» **TASK OBJECTIVE**
Copy out, exactly as written, only the line containing "the brown twig." and the lines after it through the end of the records.

» **GIVEN ENTRIES**
########################################
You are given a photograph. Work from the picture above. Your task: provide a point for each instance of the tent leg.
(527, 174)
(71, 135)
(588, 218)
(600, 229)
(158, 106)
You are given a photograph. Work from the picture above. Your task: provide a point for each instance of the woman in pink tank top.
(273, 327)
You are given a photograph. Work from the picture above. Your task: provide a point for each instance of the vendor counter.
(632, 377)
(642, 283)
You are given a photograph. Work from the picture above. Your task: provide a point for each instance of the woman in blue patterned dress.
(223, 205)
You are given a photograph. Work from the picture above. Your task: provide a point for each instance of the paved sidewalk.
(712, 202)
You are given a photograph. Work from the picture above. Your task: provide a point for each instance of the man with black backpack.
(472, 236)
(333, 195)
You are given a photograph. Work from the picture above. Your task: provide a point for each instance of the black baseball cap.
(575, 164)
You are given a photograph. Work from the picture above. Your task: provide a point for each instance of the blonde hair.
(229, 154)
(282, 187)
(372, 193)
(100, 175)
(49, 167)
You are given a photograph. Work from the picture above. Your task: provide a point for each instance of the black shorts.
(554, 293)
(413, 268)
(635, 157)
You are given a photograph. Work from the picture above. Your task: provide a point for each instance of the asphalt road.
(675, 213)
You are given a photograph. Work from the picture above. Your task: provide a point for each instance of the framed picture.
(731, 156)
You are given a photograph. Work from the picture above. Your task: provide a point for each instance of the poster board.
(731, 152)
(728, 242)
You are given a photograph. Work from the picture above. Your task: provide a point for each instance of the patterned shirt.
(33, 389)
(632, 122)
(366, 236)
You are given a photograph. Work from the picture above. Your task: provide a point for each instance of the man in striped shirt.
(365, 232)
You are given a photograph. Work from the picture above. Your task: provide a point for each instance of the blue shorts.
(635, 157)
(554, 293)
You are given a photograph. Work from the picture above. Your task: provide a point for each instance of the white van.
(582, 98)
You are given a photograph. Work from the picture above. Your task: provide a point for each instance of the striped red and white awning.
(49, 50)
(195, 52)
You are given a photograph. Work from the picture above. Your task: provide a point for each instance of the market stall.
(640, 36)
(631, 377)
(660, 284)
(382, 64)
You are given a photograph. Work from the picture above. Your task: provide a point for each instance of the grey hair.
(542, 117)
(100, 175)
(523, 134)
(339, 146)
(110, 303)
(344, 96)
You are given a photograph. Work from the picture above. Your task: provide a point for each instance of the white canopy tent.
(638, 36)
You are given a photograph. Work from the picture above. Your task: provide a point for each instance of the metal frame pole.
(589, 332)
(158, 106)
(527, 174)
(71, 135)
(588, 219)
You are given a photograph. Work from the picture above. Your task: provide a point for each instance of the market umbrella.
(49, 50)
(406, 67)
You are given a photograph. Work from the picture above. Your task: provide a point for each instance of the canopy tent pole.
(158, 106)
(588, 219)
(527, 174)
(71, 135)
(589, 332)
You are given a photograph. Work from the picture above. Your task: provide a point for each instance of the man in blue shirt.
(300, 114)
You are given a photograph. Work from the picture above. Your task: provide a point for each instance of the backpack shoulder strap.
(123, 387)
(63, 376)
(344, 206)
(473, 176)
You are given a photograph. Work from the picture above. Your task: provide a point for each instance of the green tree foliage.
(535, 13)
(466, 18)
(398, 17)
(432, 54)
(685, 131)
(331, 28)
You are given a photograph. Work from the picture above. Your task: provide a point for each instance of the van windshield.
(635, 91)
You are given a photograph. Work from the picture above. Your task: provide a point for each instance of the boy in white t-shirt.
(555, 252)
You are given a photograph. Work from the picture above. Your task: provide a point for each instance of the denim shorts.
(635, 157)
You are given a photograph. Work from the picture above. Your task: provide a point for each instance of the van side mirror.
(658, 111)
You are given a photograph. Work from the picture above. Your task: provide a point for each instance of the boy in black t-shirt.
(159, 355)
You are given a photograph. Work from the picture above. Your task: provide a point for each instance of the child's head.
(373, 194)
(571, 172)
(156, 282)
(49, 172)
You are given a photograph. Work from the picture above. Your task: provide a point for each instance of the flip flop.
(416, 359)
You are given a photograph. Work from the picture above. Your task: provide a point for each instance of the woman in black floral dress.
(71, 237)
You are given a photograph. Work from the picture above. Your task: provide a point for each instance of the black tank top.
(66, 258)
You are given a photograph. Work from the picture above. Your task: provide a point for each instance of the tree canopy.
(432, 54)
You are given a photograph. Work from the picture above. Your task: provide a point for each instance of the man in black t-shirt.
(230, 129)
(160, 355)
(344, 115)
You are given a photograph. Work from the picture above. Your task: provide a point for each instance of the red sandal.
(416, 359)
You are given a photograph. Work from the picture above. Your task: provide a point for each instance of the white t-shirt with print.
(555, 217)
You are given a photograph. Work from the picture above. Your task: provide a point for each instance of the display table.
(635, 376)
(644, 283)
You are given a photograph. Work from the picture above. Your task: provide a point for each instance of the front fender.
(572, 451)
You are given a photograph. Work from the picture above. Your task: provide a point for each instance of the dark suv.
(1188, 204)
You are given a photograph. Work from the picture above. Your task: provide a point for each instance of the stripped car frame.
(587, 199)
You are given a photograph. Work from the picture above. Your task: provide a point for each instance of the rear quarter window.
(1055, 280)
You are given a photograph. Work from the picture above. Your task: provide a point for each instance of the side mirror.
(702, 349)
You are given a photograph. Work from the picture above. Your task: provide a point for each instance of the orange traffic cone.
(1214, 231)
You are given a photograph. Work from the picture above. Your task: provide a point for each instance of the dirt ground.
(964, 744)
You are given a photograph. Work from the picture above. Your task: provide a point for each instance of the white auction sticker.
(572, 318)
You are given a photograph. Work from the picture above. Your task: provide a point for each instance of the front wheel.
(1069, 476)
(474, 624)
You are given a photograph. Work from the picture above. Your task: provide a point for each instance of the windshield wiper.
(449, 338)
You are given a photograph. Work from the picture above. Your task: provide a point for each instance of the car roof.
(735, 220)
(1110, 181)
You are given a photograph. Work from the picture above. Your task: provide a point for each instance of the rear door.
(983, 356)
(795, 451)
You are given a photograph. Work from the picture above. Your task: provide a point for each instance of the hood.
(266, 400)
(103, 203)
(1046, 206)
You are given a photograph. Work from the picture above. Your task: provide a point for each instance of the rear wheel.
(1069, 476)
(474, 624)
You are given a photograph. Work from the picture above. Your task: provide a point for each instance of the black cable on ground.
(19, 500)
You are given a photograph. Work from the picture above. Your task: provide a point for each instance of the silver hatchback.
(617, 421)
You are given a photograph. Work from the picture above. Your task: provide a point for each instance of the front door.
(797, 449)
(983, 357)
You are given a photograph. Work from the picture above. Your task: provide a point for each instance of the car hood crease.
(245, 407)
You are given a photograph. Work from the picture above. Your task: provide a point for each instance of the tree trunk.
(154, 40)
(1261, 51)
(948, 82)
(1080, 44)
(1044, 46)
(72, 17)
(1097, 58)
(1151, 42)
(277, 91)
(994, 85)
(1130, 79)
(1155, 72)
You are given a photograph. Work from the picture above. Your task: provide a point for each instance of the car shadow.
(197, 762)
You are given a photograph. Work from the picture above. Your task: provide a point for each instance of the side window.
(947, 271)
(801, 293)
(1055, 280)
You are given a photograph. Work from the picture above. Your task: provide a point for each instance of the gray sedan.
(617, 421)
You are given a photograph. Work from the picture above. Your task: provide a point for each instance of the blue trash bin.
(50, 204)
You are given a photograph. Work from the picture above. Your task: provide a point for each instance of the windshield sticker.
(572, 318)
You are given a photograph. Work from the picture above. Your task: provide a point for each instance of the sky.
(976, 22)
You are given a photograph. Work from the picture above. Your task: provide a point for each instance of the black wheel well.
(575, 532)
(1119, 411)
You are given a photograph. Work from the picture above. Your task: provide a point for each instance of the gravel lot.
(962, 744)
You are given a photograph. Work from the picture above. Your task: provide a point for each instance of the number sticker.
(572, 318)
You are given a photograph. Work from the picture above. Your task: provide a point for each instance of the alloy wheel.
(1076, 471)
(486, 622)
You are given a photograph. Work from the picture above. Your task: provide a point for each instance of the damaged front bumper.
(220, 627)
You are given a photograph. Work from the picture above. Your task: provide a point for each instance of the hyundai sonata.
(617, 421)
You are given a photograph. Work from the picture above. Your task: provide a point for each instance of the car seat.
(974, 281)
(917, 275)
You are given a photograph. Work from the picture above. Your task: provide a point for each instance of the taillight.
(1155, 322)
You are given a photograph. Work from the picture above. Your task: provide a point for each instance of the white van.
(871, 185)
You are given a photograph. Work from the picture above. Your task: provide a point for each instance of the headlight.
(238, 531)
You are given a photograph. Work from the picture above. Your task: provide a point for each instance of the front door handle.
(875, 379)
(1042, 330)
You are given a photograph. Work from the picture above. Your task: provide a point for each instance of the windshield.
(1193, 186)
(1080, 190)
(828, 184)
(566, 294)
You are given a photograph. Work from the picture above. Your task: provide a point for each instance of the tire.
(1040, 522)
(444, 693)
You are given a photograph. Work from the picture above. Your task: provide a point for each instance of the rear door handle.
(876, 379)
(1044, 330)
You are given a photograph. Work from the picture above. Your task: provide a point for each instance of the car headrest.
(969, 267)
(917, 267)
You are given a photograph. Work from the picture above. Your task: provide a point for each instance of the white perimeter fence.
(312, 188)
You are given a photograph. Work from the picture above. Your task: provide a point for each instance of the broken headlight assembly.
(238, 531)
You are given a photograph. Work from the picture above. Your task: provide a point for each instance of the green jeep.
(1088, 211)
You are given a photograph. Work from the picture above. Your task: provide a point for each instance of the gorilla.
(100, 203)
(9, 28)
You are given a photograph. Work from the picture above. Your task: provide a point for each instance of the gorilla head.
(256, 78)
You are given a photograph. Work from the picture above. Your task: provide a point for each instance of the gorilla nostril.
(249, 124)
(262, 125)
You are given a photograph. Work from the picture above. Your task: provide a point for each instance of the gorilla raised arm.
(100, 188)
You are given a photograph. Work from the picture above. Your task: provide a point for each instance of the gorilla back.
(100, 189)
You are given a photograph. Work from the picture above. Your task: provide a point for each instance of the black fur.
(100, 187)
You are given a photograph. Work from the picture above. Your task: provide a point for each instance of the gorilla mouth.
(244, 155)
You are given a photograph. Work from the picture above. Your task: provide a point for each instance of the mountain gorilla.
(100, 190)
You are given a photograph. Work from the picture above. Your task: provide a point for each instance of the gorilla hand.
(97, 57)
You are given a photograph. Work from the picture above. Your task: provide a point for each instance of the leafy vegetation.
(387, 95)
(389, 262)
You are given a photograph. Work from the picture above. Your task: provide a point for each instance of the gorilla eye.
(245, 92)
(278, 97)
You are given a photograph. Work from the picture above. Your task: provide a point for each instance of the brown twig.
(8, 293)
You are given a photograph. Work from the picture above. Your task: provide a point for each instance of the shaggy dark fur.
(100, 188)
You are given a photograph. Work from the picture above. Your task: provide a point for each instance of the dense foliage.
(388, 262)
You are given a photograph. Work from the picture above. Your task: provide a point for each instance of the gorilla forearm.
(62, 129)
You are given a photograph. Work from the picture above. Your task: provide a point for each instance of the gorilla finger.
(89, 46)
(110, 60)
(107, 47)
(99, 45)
########################################
» **TASK RESPONSE**
You are given a photograph. Work from the picture above. Your task: provide a point for each instance of the brown twig.
(8, 293)
You are given a photograph. Work from the picture above. Your task: provide a point for each instance of the shaggy dark fur.
(100, 188)
You are given a photograph. Work from the picture above. Your task: provide a point for each instance of the dense foliage.
(388, 262)
You are given a photograph. Work from the picture above. Your task: provide a point for each instance of the gorilla forearm.
(62, 129)
You are given a photograph. Work from the picture above. Your task: provide a point for each instance of the gorilla finger.
(89, 46)
(110, 60)
(107, 47)
(99, 45)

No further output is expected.